* _Written request 1_
Using the interview on leaderless systems, answer each question on its own line: (a) What does the text call the rule in nature? (b) What example of a system without a leader is given? (c) How many times has Deborah been to Davos, counting this visit?
* _Written request 2_
Output the passage of the interview on leaderless systems from "Do you think" to "number of times?", copied word for word.
## begin Document excerpt
It is interesting how nature can be applied across many different parts of life.
Yes, I think that collective behaviour of this sort, without central control, is widespread in nature and that we’re used to thinking about our own human systems as hierarchal. Maybe even our own organisations aren’t as hierarchal as we think but when we look to nature, it might seem surprising that there are so many systems that work without a leader. In fact, working without a leader is the rule in nature.
Do you think it will ever be a situation in humankind, where we can work without leaders? Where we won’t have these presidents and prime ministers that we put onto pedestals only for them to show their feet of clay?
I don’t know if we’ll have governments without leaders but we already have many systems without leaders. The internet is an example. There are many large networks that we all participate in that don’t really have a leader and that work, operate and change, and respond to changing conditions only through the ways that simple interactions add up to create an outcome.
Deborah, have you been to Davos a number of times?
No, this is my second time. This is also… Davos is a great example of a system without central control, in which all kinds of unexpected interactions lead to interesting outcomes.
## end Document excerpt
## begin Information shown
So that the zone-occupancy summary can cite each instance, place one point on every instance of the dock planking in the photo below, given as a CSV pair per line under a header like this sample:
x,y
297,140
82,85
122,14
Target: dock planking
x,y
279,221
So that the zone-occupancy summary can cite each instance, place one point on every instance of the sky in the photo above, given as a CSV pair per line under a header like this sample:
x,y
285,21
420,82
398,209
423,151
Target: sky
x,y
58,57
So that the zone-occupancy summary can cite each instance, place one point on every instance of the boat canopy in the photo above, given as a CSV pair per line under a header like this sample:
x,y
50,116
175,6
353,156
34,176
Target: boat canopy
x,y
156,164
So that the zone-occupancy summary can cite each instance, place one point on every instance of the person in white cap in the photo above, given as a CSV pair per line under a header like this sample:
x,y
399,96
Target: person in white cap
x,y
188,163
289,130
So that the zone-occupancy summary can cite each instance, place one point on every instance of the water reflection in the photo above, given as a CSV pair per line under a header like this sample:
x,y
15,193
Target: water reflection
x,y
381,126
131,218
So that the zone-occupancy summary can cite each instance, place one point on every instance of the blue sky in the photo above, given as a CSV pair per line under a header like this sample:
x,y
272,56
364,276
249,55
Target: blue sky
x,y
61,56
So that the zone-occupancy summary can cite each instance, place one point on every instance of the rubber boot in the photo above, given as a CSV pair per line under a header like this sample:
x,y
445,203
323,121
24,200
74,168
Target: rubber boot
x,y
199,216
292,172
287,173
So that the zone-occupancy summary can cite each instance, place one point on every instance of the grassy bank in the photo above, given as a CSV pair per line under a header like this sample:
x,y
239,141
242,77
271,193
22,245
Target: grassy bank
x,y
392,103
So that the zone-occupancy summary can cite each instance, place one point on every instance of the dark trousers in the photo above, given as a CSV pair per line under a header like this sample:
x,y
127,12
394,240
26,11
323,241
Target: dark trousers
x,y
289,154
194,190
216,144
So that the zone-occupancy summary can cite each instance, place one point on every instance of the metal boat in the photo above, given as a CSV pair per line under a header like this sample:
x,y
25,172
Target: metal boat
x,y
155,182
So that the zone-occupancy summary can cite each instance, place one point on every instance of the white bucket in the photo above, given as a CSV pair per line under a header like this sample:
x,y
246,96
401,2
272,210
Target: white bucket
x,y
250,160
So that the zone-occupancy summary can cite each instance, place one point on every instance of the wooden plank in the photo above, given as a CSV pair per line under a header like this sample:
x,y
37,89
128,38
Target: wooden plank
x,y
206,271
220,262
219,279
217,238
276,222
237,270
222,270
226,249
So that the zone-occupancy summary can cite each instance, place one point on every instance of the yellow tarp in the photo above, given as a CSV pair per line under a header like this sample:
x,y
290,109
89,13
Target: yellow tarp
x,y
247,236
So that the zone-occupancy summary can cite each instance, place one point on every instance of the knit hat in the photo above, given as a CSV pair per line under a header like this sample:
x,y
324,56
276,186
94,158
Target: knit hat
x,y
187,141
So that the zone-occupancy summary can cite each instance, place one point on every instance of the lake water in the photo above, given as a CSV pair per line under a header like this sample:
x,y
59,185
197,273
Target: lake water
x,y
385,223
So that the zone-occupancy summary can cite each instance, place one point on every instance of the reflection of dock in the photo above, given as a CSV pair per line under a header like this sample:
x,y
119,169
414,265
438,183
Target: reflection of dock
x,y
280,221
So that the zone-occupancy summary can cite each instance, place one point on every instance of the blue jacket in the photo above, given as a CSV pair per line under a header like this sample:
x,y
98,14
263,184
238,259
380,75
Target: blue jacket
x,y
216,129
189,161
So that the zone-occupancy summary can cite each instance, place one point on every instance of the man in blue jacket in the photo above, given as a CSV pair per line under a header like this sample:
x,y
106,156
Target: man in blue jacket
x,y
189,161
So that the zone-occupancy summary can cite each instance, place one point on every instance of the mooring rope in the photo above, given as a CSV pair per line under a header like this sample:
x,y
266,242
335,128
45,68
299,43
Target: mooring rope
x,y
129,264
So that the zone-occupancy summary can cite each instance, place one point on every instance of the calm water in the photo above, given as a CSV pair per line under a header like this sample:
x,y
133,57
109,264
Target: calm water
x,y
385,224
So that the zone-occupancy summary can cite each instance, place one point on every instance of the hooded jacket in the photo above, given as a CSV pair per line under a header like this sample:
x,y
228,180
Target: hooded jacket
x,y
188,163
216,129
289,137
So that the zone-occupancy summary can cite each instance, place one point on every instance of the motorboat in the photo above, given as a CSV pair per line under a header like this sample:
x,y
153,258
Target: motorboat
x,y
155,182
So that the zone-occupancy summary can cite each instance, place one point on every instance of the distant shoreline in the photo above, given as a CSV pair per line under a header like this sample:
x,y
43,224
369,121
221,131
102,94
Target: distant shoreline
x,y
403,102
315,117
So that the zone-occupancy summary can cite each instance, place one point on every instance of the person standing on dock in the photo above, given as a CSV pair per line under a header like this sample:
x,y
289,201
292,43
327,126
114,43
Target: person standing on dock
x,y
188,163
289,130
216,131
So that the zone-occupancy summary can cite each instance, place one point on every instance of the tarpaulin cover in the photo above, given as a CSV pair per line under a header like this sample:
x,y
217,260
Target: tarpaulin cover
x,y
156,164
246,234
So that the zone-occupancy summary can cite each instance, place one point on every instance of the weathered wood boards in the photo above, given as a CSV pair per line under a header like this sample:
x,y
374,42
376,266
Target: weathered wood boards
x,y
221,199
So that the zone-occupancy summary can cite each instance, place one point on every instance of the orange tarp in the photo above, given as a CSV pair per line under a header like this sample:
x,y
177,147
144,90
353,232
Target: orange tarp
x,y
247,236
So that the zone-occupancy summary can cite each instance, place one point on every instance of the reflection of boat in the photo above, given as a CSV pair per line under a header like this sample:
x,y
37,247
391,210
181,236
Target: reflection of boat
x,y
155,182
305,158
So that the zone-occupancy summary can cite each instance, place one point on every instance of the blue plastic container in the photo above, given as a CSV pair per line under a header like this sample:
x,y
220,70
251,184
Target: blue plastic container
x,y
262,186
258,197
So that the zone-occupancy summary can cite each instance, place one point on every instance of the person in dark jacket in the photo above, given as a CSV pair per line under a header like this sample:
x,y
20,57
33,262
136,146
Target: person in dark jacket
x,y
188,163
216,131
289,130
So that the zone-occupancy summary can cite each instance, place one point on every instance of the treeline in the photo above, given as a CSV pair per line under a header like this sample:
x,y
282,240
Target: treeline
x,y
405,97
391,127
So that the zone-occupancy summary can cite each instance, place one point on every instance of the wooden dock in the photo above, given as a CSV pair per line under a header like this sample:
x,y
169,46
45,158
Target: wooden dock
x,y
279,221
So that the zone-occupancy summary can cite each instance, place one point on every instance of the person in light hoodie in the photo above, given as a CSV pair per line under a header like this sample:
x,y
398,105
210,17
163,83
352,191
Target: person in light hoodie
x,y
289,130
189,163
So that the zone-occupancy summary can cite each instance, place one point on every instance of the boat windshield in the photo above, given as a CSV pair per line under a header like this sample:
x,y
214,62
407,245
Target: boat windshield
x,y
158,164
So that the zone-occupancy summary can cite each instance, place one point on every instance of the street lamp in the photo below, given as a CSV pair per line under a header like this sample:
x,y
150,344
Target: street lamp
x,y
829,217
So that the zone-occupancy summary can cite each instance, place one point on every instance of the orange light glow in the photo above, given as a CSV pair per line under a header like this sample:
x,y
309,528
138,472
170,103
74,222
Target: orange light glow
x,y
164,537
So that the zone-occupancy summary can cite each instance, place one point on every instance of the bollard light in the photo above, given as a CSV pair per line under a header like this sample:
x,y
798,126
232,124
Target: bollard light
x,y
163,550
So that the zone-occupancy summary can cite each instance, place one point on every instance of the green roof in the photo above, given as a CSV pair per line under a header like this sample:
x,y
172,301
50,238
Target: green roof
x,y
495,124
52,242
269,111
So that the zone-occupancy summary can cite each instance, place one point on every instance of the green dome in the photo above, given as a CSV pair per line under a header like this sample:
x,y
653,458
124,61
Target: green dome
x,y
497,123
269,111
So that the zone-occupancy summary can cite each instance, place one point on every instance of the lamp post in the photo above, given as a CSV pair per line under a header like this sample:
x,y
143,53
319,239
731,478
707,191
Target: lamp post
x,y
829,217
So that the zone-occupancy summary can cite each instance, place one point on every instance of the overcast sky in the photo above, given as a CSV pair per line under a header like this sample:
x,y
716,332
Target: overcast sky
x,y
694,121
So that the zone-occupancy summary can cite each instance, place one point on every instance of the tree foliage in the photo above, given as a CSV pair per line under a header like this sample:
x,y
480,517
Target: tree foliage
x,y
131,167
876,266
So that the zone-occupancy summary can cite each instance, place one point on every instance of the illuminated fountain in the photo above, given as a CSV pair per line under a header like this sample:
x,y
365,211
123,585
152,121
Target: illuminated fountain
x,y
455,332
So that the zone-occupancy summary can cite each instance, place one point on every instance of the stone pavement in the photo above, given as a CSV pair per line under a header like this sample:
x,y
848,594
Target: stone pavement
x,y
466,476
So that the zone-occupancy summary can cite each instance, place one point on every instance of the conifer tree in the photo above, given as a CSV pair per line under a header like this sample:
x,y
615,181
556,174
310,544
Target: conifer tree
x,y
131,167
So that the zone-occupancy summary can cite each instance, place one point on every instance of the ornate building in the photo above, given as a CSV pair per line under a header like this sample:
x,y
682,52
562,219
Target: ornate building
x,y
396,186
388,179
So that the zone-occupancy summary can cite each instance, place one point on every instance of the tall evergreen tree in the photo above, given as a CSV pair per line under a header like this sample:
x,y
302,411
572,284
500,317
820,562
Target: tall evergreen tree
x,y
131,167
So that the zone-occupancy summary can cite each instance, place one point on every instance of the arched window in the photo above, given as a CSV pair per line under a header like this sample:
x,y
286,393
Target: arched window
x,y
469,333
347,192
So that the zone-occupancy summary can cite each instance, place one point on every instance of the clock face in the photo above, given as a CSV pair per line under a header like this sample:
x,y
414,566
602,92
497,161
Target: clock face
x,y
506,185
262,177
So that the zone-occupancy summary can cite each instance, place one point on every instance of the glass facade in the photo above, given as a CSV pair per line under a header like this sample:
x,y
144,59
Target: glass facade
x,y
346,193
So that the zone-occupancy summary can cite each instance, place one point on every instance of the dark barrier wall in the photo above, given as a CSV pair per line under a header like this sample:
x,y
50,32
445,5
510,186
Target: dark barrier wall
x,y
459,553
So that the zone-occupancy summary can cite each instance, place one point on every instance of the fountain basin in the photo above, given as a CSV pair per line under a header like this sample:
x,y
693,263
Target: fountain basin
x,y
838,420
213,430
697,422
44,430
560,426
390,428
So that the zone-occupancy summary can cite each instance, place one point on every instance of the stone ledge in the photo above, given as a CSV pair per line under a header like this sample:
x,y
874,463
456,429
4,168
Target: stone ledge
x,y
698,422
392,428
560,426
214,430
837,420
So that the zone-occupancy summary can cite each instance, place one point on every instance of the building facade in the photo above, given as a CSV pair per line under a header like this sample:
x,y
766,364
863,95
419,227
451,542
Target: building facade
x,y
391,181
## end Information shown
* _Exercise response 1_
(a) Working without a leader.
(b) The internet.
(c) This is her second time.

* _Exercise response 2_
Do you think it will ever be a situation in humankind, where we can work without leaders? Where we won’t have these presidents and prime ministers that we put onto pedestals only for them to show their feet of clay?
I don’t know if we’ll have governments without leaders but we already have many systems without leaders. The internet is an example. There are many large networks that we all participate in that don’t really have a leader and that work, operate and change, and respond to changing conditions only through the ways that simple interactions add up to create an outcome.
Deborah, have you been to Davos a number of times?